**EXERCISE DETAILS:** Turn the lines below, starting at the one that contains "Objective — for every instance of the shadow" and ending at the one that contains "[[156, 84]]", into a Markdown table with a Row column for the row number and a Text column for the line. Leave out any blank lines.

**AVAILABLE RECORDS:**
_ _ _ _
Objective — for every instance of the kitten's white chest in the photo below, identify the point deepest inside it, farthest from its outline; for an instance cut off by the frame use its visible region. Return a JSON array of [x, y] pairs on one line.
_ _ _ _
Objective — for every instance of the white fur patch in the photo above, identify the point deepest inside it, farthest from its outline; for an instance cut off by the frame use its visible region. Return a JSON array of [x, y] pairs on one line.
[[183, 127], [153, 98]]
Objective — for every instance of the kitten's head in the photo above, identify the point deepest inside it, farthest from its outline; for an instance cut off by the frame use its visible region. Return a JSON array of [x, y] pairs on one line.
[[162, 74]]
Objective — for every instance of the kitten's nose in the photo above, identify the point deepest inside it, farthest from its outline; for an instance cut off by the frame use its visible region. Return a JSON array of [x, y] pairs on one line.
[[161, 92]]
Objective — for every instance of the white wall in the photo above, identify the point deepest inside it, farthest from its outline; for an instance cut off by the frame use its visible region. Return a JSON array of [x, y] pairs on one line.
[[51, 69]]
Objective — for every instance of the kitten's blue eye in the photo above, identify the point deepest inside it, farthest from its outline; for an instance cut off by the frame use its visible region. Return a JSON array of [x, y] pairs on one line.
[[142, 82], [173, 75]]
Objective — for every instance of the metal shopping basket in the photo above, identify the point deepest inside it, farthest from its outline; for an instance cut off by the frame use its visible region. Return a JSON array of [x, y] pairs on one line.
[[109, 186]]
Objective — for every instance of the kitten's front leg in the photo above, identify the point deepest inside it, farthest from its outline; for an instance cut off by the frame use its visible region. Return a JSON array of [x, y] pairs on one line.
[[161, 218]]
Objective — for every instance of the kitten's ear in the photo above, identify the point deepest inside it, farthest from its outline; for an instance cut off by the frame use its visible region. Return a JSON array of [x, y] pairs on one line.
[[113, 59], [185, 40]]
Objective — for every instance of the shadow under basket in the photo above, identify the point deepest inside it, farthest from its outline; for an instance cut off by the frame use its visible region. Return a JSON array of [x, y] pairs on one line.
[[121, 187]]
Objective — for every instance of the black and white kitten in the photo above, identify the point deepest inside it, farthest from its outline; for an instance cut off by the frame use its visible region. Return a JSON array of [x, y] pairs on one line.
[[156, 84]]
_ _ _ _
**SOLUTION TO THIS EXERCISE:**
| Row | Text |
|---|---|
| 1 | Objective — for every instance of the shadow under basket in the photo above, identify the point deepest inside it, farthest from its outline; for an instance cut off by the frame use its visible region. Return a JSON array of [x, y] pairs on one line. |
| 2 | [[121, 187]] |
| 3 | Objective — for every instance of the black and white kitten in the photo above, identify the point deepest inside it, farthest from its outline; for an instance cut off by the frame use its visible region. Return a JSON array of [x, y] pairs on one line. |
| 4 | [[156, 84]] |